* _What this task involves_:
Repeat only what appears from the line containing "negative clicks: (314, 83) (313, 91)" through the last line of the listing below, exactly as written.

* _Information shown_:

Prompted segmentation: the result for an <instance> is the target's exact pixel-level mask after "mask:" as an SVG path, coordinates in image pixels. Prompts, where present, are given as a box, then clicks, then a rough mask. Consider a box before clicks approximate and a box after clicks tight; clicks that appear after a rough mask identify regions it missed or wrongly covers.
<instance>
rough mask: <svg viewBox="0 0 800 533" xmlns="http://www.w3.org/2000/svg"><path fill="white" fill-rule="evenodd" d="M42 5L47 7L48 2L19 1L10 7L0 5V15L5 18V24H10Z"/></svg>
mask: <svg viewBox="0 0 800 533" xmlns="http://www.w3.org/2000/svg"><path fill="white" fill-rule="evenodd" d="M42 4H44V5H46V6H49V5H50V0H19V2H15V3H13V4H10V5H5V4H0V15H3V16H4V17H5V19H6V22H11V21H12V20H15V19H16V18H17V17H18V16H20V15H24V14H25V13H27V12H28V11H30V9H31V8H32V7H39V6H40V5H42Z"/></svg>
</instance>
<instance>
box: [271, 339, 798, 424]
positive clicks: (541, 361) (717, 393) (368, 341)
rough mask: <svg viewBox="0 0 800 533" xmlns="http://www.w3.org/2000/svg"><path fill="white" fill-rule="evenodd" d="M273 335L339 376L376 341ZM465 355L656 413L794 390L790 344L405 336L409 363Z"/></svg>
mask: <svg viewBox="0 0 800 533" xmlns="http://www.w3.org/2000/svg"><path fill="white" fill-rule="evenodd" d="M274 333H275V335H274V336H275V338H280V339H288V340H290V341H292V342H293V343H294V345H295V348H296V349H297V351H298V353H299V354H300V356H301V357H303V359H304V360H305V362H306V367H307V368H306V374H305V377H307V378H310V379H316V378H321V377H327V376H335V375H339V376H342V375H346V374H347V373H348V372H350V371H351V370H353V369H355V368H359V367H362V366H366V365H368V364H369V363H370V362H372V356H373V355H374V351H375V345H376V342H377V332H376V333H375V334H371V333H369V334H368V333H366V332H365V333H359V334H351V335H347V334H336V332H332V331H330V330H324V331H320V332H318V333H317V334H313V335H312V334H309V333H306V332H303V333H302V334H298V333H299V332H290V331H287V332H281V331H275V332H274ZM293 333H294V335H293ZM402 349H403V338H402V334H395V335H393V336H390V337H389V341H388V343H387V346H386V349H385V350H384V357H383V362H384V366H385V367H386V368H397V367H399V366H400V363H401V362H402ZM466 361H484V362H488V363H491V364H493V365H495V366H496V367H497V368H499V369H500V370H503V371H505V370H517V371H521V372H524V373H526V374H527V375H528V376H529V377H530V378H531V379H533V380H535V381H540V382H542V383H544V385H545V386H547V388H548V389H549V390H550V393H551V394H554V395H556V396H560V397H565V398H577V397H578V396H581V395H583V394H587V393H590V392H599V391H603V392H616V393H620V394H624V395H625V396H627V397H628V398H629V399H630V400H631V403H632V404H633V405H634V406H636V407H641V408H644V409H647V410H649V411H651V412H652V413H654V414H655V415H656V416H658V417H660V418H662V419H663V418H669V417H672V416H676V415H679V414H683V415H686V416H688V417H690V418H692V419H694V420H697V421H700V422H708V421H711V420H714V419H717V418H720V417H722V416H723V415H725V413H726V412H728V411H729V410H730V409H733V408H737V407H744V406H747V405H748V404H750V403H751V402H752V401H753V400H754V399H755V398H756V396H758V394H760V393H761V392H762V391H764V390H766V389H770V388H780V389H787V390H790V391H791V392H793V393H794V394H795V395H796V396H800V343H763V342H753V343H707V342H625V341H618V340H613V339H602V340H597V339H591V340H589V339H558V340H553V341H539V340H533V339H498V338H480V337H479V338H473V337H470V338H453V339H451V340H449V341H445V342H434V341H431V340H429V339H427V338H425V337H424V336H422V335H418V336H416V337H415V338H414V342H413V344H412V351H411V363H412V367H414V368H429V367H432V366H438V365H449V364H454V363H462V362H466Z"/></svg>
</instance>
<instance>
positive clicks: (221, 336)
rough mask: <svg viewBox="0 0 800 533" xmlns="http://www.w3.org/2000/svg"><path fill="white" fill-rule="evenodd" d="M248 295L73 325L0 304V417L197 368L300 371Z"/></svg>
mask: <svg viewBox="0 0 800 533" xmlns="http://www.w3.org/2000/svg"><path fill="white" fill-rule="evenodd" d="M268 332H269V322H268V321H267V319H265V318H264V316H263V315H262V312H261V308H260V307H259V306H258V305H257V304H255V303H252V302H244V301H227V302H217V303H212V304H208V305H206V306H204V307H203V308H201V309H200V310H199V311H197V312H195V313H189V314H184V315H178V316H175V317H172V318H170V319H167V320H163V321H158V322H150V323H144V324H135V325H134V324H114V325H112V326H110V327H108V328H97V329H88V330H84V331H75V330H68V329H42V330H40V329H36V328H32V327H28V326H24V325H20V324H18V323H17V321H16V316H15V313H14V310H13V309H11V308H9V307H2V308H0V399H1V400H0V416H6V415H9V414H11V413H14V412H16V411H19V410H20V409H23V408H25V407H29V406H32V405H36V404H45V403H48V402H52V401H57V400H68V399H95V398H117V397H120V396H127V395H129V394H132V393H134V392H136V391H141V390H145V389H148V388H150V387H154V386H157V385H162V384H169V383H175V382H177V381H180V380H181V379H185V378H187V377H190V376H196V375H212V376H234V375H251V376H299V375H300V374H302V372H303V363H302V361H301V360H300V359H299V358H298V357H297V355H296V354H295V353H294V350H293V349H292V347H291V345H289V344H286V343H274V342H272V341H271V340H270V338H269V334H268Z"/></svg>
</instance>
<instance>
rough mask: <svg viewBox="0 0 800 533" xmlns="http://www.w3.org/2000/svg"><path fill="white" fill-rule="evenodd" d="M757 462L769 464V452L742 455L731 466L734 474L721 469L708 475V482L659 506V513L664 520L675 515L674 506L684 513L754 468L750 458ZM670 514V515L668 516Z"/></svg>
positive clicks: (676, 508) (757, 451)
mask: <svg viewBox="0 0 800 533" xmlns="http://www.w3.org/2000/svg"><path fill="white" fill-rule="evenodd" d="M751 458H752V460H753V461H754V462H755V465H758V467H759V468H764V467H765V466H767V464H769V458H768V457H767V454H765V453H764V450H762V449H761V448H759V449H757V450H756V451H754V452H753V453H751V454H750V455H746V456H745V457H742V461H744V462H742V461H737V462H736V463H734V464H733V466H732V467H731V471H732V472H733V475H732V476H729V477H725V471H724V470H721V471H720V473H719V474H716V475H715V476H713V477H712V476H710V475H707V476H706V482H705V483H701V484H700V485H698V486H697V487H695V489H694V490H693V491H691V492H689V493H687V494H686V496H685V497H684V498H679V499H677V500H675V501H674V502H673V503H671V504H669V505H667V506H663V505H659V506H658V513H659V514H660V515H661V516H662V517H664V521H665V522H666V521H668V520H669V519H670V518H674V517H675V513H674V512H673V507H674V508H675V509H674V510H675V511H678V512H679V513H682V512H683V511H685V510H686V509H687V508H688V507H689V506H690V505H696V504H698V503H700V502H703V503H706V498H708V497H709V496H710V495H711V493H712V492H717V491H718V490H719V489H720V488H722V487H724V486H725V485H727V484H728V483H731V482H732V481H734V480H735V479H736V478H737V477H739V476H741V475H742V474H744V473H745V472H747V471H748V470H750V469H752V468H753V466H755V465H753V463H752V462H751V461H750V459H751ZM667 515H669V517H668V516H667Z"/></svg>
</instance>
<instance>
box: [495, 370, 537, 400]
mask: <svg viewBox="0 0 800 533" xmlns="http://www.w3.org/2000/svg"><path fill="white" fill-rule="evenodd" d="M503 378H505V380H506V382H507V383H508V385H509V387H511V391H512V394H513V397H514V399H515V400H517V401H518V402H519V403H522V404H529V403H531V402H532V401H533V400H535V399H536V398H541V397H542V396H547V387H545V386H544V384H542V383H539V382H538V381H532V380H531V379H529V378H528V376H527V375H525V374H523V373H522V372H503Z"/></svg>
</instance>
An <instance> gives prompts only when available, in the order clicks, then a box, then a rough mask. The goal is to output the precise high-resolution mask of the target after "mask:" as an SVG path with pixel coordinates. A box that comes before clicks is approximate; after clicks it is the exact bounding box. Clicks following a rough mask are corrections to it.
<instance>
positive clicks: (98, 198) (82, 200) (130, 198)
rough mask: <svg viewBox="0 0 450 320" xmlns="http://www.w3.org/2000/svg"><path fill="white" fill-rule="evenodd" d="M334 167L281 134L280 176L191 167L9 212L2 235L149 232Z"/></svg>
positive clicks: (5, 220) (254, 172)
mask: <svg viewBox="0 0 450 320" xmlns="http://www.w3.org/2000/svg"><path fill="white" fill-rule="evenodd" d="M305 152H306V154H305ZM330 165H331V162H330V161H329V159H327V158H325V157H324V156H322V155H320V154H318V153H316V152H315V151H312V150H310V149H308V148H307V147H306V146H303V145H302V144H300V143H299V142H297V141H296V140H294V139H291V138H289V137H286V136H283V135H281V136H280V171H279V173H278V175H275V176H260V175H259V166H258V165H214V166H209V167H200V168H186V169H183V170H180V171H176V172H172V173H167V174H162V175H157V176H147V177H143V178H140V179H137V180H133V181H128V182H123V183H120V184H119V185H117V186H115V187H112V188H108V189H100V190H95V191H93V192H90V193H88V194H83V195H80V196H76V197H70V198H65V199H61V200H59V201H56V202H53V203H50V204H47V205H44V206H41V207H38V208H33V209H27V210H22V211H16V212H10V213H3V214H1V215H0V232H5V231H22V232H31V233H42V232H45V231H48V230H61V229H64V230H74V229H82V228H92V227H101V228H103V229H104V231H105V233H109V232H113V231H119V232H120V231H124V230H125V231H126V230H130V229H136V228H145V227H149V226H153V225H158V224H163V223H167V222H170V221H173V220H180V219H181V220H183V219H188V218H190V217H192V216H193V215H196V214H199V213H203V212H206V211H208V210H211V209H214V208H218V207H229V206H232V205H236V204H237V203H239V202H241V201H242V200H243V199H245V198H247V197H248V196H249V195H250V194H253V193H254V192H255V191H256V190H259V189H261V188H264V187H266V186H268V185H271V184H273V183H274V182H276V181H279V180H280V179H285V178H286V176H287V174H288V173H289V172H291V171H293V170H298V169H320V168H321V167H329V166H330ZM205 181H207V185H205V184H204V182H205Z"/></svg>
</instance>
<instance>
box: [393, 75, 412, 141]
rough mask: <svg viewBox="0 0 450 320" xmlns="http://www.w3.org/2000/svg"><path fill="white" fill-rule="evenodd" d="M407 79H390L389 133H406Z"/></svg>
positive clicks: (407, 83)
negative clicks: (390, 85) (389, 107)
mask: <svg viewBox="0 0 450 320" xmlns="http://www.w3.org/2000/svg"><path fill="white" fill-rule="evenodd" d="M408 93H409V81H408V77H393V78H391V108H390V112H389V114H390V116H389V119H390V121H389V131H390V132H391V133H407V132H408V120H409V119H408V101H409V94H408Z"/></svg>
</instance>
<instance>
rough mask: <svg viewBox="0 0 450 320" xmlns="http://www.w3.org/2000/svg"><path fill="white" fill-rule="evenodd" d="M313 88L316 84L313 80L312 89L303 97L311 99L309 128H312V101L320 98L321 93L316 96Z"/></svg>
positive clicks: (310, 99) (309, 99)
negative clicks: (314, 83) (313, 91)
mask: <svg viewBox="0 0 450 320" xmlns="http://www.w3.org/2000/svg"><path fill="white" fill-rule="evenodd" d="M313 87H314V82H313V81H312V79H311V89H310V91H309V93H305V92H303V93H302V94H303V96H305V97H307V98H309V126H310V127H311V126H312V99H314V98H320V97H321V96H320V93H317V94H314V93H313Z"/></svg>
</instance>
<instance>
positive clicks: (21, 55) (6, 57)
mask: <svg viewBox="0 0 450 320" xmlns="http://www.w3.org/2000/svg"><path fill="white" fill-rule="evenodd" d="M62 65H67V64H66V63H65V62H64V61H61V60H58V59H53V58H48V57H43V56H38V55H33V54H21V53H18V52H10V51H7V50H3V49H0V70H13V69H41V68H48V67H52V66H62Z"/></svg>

* _Solution for this task_:
negative clicks: (314, 83) (313, 91)
mask: <svg viewBox="0 0 450 320" xmlns="http://www.w3.org/2000/svg"><path fill="white" fill-rule="evenodd" d="M313 87H314V82H313V81H312V79H311V89H310V91H309V93H305V92H303V93H302V94H303V96H305V97H307V98H309V126H310V127H311V126H312V99H314V98H320V97H321V96H320V93H317V94H314V93H313Z"/></svg>
</instance>
<instance>
positive clicks: (21, 55) (6, 57)
mask: <svg viewBox="0 0 450 320" xmlns="http://www.w3.org/2000/svg"><path fill="white" fill-rule="evenodd" d="M62 65H67V64H66V63H65V62H64V61H61V60H58V59H53V58H48V57H43V56H38V55H33V54H21V53H18V52H10V51H7V50H3V49H0V70H13V69H41V68H48V67H52V66H62Z"/></svg>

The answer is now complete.